**Work to complete**
Copy every one of the entries below verbatim, line for line and in their original order.

**Task inputs**
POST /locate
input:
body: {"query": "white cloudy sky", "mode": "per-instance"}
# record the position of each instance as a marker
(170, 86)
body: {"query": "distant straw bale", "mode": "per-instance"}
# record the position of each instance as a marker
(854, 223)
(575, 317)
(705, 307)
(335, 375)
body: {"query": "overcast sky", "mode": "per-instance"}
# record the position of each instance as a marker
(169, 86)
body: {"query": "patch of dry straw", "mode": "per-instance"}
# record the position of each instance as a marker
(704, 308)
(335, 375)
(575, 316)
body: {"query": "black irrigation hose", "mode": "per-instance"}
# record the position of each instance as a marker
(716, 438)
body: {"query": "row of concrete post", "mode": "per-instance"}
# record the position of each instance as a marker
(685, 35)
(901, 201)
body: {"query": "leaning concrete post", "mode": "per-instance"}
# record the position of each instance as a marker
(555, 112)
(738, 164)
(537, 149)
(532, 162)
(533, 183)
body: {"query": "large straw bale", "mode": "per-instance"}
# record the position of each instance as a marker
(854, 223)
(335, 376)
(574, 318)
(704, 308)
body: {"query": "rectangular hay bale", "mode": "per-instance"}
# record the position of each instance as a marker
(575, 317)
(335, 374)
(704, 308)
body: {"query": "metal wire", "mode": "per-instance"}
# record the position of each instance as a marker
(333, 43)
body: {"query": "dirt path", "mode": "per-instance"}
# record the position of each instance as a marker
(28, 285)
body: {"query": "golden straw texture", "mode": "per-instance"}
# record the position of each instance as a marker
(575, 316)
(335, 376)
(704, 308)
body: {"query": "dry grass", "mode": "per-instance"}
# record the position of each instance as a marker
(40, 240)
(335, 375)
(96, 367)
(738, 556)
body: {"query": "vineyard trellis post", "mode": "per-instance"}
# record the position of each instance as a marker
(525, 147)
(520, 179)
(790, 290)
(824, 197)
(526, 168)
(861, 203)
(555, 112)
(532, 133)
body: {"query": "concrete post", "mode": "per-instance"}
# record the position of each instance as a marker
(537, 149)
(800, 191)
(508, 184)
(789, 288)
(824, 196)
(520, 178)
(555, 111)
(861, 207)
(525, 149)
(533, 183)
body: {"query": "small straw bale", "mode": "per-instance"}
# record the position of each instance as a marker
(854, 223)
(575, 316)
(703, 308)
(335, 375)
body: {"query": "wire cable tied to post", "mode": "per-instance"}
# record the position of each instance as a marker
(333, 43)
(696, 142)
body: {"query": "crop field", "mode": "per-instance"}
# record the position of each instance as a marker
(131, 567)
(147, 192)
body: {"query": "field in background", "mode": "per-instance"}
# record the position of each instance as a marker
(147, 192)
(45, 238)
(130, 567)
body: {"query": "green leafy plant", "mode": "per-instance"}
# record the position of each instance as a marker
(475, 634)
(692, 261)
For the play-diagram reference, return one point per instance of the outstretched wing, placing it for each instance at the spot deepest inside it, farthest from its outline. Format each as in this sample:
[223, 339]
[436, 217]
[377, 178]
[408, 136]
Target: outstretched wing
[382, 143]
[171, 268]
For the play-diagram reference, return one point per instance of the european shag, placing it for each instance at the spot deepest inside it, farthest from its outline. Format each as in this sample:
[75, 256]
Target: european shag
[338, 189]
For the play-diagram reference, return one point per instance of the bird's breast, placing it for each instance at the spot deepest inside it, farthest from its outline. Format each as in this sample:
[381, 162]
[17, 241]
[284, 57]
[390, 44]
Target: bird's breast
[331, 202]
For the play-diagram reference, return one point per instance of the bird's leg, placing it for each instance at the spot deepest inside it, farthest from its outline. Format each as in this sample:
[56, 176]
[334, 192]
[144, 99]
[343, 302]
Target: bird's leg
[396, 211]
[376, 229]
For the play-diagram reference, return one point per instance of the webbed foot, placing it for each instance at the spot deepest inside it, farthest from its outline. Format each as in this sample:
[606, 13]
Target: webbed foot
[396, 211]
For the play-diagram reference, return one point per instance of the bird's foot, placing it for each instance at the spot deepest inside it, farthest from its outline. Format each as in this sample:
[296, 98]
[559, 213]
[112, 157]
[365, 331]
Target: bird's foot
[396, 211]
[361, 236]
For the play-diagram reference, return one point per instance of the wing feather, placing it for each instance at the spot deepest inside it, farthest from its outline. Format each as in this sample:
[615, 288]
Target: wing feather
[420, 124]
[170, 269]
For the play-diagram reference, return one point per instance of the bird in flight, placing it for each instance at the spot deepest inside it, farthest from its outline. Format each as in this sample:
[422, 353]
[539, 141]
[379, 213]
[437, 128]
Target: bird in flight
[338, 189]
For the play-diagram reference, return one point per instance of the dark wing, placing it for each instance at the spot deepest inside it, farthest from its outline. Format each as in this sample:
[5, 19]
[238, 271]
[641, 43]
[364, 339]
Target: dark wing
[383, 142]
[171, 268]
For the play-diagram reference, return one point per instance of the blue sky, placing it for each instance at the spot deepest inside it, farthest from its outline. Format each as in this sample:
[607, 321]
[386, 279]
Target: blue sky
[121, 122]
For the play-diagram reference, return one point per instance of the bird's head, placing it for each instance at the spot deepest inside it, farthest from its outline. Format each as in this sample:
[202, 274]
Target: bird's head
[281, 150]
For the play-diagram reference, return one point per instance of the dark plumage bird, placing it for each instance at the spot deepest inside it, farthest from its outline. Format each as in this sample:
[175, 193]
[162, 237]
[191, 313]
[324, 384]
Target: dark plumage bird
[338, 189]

**Worked answer**
POST /locate
input:
body: {"query": "white cloudy sky", "mode": "per-instance"}
# record the position of each instance as a marker
(170, 86)
body: {"query": "distant straw bale", "mode": "per-instance"}
# record the position of each instance as a marker
(854, 223)
(575, 317)
(705, 307)
(335, 375)
body: {"query": "overcast sky", "mode": "per-instance"}
# record the position of each instance as a marker
(169, 86)
body: {"query": "patch of dry straw", "mode": "per-instance"}
# record the position of each instance as a marker
(704, 308)
(335, 375)
(575, 316)
body: {"query": "black irrigation hose", "mode": "per-instance"}
# record the position of each instance as a marker
(716, 438)
body: {"query": "row of concrete post", "mode": "per-instance"}
# record the position of each instance as a marker
(685, 35)
(901, 201)
body: {"query": "leaning concrete post", "mode": "per-instance"}
# record the position of each instance as a marker
(555, 112)
(738, 164)
(537, 149)
(532, 162)
(533, 183)
body: {"query": "large straw bale", "mode": "per-instance"}
# record the position of each instance as a marker
(854, 223)
(335, 376)
(574, 318)
(704, 308)
body: {"query": "rectangular hay bale", "mode": "per-instance"}
# record the position of each instance as a marker
(575, 317)
(335, 374)
(704, 308)
body: {"query": "metal wire", "mode": "per-instance"}
# record the position of each instance as a marker
(333, 43)
body: {"query": "dirt path", "mode": "per-instance"}
# record the position of each instance as a marker
(28, 285)
body: {"query": "golden straw texture", "mode": "per-instance"}
# record the position of each instance as a marker
(575, 316)
(335, 376)
(704, 308)
body: {"query": "dry grass", "mode": "per-instance"}
# record the position of each instance as a marker
(40, 240)
(335, 375)
(96, 367)
(738, 556)
body: {"query": "vineyard trellis post", "mode": "per-instance"}
# record the position of each instance as a marker
(525, 147)
(520, 179)
(790, 290)
(824, 197)
(526, 168)
(861, 203)
(555, 112)
(532, 133)
body: {"query": "concrete post", "mode": "per-instance"}
# record the position of each instance as a marker
(537, 149)
(800, 191)
(508, 184)
(789, 288)
(824, 196)
(520, 178)
(555, 111)
(861, 207)
(525, 149)
(533, 183)
body: {"query": "small straw bale", "mode": "per-instance"}
# record the position of each instance as a marker
(854, 223)
(575, 316)
(703, 308)
(335, 375)
body: {"query": "wire cable tied to post", "mode": "per-instance"}
# record the position of each instance as a marker
(333, 43)
(696, 142)
body: {"query": "crop field", "mode": "per-instance"}
# record the position of each instance as a marker
(131, 567)
(147, 192)
body: {"query": "field in background", "mode": "per-instance"}
# record the position of each instance as a marker
(147, 192)
(45, 238)
(130, 567)
body: {"query": "green leafy plant", "mode": "per-instance"}
# record the position of each instance as a marker
(475, 634)
(692, 261)
For the play-diagram reference, return one point per instance of the outstretched wing, placing it for each instance at the spot deepest inside it, farthest from its outline. Format each as in this sample:
[223, 339]
[436, 217]
[377, 178]
[408, 136]
Target: outstretched wing
[382, 143]
[171, 268]
For the play-diagram reference, return one point per instance of the european shag, placing it for each instance at the spot deepest inside it, farthest from its outline. Format each as in this sample:
[75, 256]
Target: european shag
[338, 189]
For the play-diagram reference, return one point per instance of the bird's breast, placing it for each instance at the spot deepest inside it, farthest from its outline. Format each as in this sample:
[381, 162]
[17, 241]
[284, 57]
[390, 44]
Target: bird's breast
[331, 202]
For the play-diagram reference, return one point per instance of the bird's leg, placing it for each instance at the spot deepest inside it, farthest from its outline. Format each as in this sample:
[56, 176]
[334, 192]
[144, 99]
[343, 302]
Target: bird's leg
[396, 211]
[376, 229]
For the play-diagram reference, return one point per instance of the webbed foot, placing it for each instance at the spot deepest inside it, farthest from its outline. Format each as in this sample:
[606, 13]
Target: webbed foot
[396, 211]
For the play-diagram reference, return one point per instance of the bird's foot, placing it for each instance at the spot deepest inside it, farthest from its outline. Format each as in this sample:
[296, 98]
[559, 213]
[112, 157]
[365, 331]
Target: bird's foot
[396, 211]
[361, 236]
For the play-diagram reference, return one point per instance of the wing feather, placing it for each instance at the spot deepest inside it, farthest from its outline. Format each as in this sample:
[615, 288]
Target: wing feather
[420, 124]
[170, 269]
For the play-diagram reference, return one point per instance of the bird in flight, placing it for each instance at the spot deepest inside it, farthest from its outline. Format each as in this sample:
[422, 353]
[539, 141]
[379, 213]
[437, 128]
Target: bird in flight
[338, 189]
For the play-diagram reference, return one point per instance of the dark wing, placing it for each instance at the spot deepest inside it, farthest from its outline. Format each as in this sample:
[5, 19]
[238, 271]
[641, 43]
[364, 339]
Target: dark wing
[383, 142]
[171, 268]
For the play-diagram reference, return one point per instance of the blue sky, placing it for each instance at the spot deepest inside it, farthest from its outline. Format each as in this sample:
[607, 321]
[386, 279]
Target: blue sky
[121, 122]
For the play-diagram reference, return one point per instance of the bird's head, placing it for each instance at the spot deepest inside it, farthest from its outline. Format each as in this sample:
[202, 274]
Target: bird's head
[281, 150]
For the play-diagram reference, return one point per instance of the dark plumage bird, placing it for each instance at the spot deepest inside it, farthest from its outline. Format each as in this sample:
[175, 193]
[162, 237]
[191, 313]
[324, 384]
Target: dark plumage bird
[338, 189]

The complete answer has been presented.